**WRITTEN EXERCISE A**
Please count the lines of the entries below that contain the word "small", and reply with that number alone.

** start of SELECTED EXCERPT **

Table 1 Documents in the GUM corpus

The documents from the Wikimedia foundation, including the News, Interview and Travel subcorpora are available under CC-BY (attribution) licenses, while wikiHow makes its texts available under a CC-BY-NC-SA license (non-commercial, share alike). GUM data is offered under the same licenses to the public, depending on the sub-corpus in question, in multiple formats at: http://corpling.uis.georgetown.edu/gum. The corpus can also be searched online using ANNIS (Krause and Zeldes 2014), at: http://corpling.uis.georgetown.edu/annis.Footnote 6 The interface can be used to search through all annotation layers concurrently, and many of the annotations visualized in the sections below were rendered using this tool.

** end of SELECTED EXCERPT **

**WRITTEN EXERCISE B**
In the GUM corpus excerpt above, under which license does wikiHow make its texts available?

** start of RECORDS **

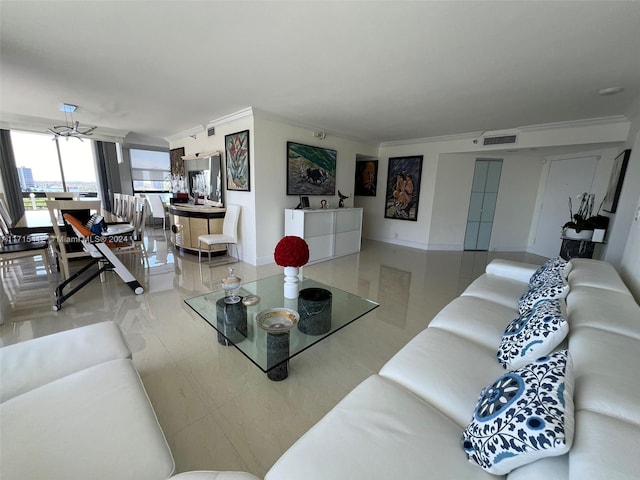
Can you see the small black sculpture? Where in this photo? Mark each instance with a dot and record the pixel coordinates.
(342, 197)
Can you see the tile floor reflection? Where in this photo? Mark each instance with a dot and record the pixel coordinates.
(219, 411)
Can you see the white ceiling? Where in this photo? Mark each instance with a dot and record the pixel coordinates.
(379, 71)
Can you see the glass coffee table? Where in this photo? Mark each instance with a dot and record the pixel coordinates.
(322, 311)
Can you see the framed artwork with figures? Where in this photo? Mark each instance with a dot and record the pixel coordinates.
(403, 188)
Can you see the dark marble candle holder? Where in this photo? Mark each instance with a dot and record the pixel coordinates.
(231, 322)
(314, 308)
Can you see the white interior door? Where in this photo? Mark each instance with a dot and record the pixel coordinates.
(482, 204)
(567, 178)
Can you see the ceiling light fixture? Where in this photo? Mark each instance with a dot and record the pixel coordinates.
(70, 128)
(610, 91)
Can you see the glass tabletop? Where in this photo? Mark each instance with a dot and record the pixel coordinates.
(236, 323)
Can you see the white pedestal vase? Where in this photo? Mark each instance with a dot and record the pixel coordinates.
(291, 282)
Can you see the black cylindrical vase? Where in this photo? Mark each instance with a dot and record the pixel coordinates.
(314, 308)
(277, 354)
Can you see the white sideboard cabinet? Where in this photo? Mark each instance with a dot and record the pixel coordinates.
(329, 233)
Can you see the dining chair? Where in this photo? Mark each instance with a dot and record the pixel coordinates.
(229, 235)
(13, 248)
(157, 209)
(138, 206)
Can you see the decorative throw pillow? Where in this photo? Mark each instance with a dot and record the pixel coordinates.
(550, 290)
(533, 334)
(523, 416)
(551, 268)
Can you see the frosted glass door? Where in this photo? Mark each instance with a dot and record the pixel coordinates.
(482, 204)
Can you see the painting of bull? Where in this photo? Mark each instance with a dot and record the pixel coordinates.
(310, 170)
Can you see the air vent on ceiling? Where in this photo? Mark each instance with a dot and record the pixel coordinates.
(500, 140)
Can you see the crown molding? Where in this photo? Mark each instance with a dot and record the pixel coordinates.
(440, 138)
(585, 122)
(232, 117)
(198, 129)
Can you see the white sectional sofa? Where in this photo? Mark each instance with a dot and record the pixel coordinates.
(73, 407)
(407, 421)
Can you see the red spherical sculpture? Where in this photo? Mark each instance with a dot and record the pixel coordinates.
(291, 251)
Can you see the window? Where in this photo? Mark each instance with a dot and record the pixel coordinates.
(150, 170)
(44, 168)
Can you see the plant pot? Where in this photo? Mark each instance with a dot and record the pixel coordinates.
(574, 235)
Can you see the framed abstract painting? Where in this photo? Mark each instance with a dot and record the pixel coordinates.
(236, 146)
(310, 170)
(366, 178)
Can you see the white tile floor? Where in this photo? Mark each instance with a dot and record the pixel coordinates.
(219, 411)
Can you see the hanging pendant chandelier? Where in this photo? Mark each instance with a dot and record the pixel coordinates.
(71, 128)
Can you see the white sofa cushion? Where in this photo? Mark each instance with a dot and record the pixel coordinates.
(605, 309)
(475, 319)
(95, 424)
(604, 447)
(379, 430)
(533, 334)
(522, 416)
(548, 468)
(606, 374)
(552, 268)
(551, 290)
(514, 270)
(595, 273)
(498, 289)
(444, 369)
(211, 475)
(30, 364)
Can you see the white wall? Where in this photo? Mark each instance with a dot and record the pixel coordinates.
(446, 179)
(262, 217)
(629, 213)
(271, 198)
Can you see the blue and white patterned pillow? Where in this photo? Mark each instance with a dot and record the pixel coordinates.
(550, 290)
(533, 334)
(523, 416)
(552, 268)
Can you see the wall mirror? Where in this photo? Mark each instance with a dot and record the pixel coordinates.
(203, 172)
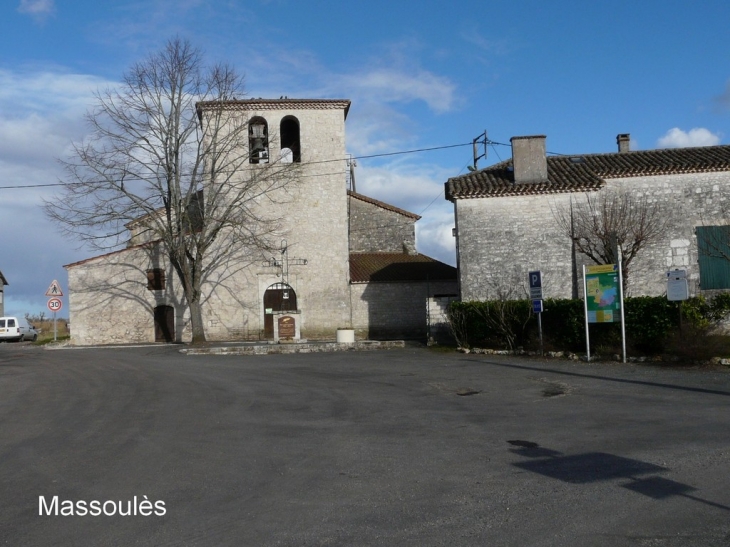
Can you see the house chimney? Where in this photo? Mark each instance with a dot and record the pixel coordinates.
(529, 160)
(623, 140)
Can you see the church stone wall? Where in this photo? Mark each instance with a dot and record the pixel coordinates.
(394, 310)
(375, 229)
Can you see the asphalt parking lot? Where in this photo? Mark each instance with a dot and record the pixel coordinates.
(399, 447)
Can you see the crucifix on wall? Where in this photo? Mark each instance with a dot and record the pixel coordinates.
(283, 262)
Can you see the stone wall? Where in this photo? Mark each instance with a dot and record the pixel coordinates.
(375, 229)
(394, 310)
(500, 239)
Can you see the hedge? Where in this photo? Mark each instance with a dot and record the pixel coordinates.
(650, 322)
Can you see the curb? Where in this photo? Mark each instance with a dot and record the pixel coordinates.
(267, 349)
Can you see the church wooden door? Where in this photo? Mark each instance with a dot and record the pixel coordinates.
(278, 297)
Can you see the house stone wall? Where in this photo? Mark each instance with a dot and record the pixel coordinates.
(109, 301)
(375, 229)
(500, 239)
(394, 310)
(314, 224)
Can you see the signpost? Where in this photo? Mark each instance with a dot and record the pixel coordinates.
(603, 298)
(535, 281)
(54, 303)
(678, 291)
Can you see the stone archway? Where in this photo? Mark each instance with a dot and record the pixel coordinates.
(278, 297)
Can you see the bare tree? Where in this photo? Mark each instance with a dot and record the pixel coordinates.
(604, 222)
(168, 158)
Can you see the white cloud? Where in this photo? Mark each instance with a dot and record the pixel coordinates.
(40, 10)
(699, 136)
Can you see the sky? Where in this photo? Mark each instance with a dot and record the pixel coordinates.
(425, 78)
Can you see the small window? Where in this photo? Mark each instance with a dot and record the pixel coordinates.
(291, 150)
(156, 279)
(258, 140)
(713, 250)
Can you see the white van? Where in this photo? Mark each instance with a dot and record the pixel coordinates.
(16, 328)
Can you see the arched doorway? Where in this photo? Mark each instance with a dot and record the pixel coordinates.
(164, 324)
(278, 297)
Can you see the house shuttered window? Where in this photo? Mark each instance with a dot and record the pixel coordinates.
(156, 279)
(713, 250)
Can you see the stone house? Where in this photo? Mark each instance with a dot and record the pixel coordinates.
(132, 295)
(506, 217)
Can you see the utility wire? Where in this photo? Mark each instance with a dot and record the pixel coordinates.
(370, 156)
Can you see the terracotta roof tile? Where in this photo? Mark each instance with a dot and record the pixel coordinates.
(398, 267)
(588, 172)
(279, 104)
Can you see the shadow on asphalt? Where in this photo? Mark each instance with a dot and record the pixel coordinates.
(598, 466)
(596, 377)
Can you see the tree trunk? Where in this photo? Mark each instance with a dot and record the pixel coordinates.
(196, 320)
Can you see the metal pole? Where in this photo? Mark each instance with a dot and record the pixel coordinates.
(585, 309)
(621, 303)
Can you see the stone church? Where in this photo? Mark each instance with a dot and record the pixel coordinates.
(345, 260)
(506, 217)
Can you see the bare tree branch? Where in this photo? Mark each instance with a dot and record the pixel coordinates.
(173, 172)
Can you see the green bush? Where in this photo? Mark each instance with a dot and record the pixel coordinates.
(652, 323)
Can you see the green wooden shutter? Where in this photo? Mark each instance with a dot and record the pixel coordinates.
(713, 246)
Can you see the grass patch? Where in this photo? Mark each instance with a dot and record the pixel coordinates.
(49, 340)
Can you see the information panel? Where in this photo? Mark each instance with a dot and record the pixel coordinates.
(602, 293)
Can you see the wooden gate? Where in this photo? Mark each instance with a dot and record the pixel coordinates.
(164, 324)
(278, 297)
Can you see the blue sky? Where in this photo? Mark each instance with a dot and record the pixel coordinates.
(420, 75)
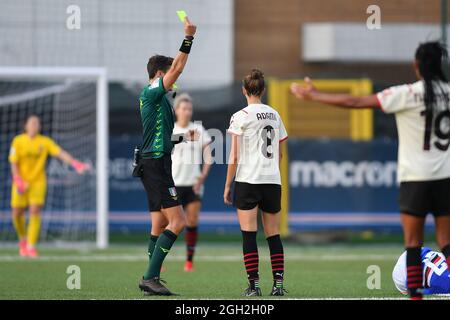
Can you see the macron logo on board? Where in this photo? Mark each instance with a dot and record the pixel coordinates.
(347, 174)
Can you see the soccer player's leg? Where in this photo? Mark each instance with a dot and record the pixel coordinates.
(271, 206)
(159, 224)
(19, 202)
(152, 279)
(443, 235)
(36, 194)
(413, 229)
(192, 210)
(271, 223)
(249, 226)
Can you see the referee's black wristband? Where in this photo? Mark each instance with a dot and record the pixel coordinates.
(186, 45)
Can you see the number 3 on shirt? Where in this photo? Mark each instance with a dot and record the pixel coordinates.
(267, 135)
(438, 131)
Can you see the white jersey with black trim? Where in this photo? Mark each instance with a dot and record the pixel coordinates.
(260, 130)
(423, 152)
(188, 156)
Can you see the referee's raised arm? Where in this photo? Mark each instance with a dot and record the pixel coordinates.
(181, 58)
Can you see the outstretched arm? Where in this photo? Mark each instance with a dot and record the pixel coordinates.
(80, 167)
(181, 58)
(309, 92)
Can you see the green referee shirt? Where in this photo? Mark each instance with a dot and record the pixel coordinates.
(158, 119)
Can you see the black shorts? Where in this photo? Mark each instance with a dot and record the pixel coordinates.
(187, 195)
(158, 183)
(419, 198)
(266, 196)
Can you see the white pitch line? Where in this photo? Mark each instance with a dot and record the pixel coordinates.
(204, 258)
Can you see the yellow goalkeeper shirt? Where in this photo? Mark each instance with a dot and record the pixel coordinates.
(30, 155)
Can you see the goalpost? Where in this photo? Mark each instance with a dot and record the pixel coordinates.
(73, 106)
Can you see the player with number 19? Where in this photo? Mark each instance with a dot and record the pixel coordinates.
(422, 113)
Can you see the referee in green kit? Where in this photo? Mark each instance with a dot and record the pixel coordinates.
(155, 165)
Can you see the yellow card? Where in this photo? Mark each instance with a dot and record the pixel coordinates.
(182, 15)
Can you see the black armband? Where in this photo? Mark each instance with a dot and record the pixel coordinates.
(177, 138)
(186, 45)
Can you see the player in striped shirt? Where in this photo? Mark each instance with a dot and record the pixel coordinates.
(191, 162)
(422, 113)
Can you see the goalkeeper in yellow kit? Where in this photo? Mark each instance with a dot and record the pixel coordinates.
(28, 157)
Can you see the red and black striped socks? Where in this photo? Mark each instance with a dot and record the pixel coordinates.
(251, 258)
(446, 252)
(191, 242)
(414, 272)
(277, 259)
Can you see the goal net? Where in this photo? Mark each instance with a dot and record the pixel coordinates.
(72, 106)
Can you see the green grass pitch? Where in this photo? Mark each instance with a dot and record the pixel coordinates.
(311, 272)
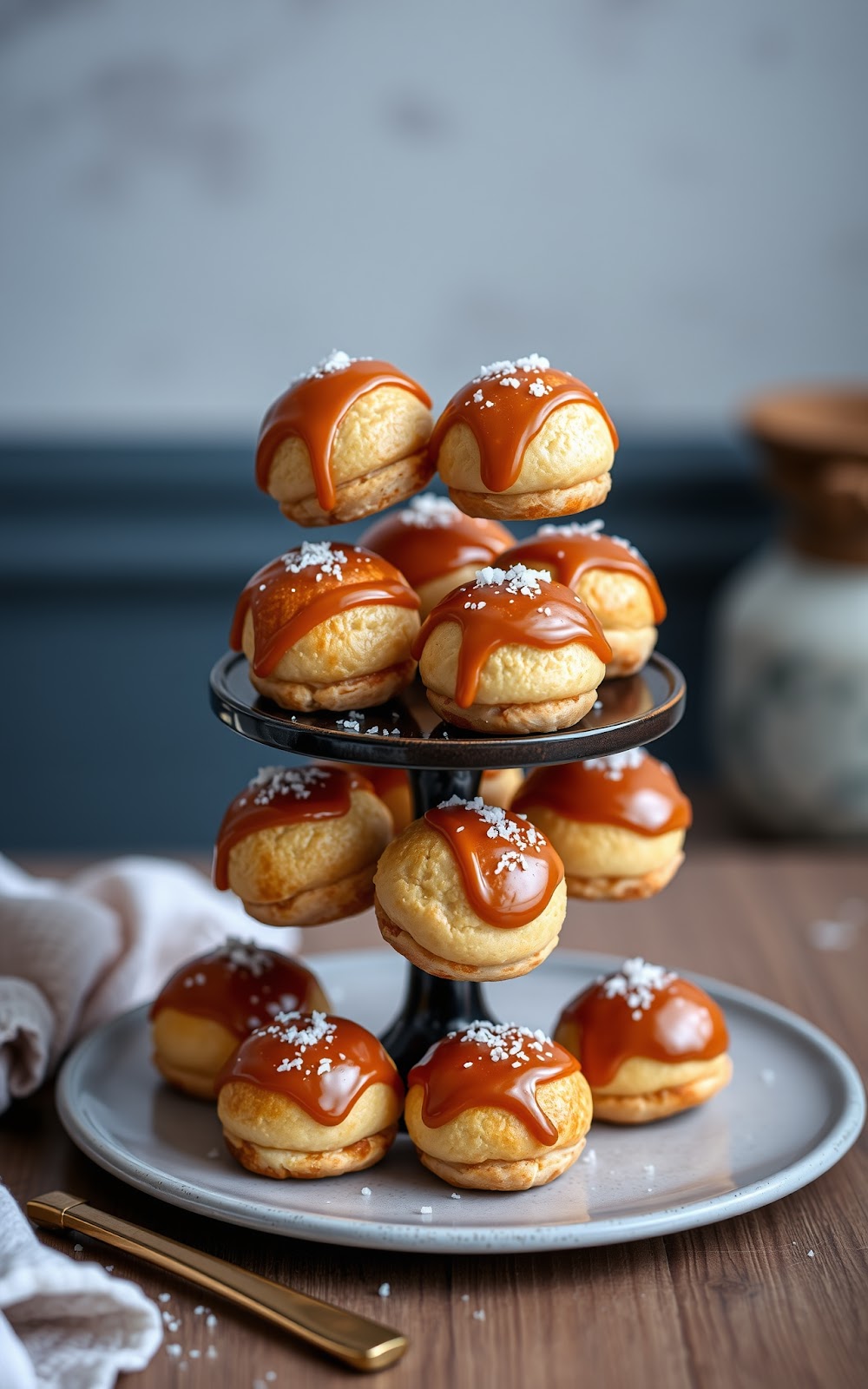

** end of RECORDS **

**WRITTEN ANSWER A**
2

**WRITTEN ANSWER B**
A CC-BY-NC-SA license (non-commercial, share alike).